- **SUPPLIED MATERIAL**
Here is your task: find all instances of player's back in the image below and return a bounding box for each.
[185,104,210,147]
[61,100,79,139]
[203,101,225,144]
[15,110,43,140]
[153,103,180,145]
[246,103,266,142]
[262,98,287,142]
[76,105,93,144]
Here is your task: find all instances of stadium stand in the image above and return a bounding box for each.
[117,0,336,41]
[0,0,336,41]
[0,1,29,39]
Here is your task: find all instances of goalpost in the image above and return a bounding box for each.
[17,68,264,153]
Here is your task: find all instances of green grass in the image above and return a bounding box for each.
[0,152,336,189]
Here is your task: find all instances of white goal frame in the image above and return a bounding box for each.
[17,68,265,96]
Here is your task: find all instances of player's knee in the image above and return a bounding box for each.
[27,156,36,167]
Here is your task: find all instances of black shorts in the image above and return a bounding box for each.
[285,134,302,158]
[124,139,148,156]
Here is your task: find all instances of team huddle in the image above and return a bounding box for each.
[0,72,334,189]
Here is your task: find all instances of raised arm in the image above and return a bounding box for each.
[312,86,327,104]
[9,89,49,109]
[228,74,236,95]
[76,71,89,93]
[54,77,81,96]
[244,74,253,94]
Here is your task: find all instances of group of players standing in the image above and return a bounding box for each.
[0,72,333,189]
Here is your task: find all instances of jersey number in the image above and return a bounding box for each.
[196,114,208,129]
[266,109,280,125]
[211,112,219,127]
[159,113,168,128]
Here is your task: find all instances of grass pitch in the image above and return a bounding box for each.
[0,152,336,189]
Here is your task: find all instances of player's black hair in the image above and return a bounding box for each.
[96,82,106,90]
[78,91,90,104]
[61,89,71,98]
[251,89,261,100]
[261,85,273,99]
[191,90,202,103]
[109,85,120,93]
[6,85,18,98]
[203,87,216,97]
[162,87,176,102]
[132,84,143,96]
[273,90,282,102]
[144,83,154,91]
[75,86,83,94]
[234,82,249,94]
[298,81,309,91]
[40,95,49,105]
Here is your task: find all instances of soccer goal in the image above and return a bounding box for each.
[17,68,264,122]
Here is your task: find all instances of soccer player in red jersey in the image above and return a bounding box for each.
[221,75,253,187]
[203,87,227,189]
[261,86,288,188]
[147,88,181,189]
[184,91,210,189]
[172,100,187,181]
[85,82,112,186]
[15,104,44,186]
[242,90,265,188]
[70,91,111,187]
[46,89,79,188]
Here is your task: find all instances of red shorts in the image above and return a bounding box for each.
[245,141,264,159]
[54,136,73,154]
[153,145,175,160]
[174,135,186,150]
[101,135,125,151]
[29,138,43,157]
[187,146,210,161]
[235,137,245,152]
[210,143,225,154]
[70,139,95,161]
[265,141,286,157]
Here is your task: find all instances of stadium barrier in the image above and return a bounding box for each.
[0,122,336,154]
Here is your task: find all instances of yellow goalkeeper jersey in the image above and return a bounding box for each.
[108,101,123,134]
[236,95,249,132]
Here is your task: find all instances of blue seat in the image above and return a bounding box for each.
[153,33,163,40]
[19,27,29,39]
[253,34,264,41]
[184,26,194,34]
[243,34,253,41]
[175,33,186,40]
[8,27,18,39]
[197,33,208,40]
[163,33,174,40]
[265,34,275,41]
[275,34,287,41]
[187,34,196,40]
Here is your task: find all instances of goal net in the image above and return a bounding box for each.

- **GIVEN PROBLEM**
Copy everything from the line containing "Here is your task: find all instances of black" down to the line containing "[244,74,253,94]", both of those lines included, reproducing each one unchanged.

- **SOLUTION TO THIS PROBLEM**
Here is your task: find all instances of black shorts in the image above and return a bounding box for each.
[285,134,302,158]
[124,139,148,156]
Here is your task: find all instances of team huddle in the image above and return a bounding box for each.
[0,72,334,189]
Here is your task: find all instances of raised arm in the image above and return a bounding box for each.
[312,86,327,104]
[9,89,49,109]
[228,74,236,95]
[76,71,89,93]
[54,77,81,96]
[244,74,253,94]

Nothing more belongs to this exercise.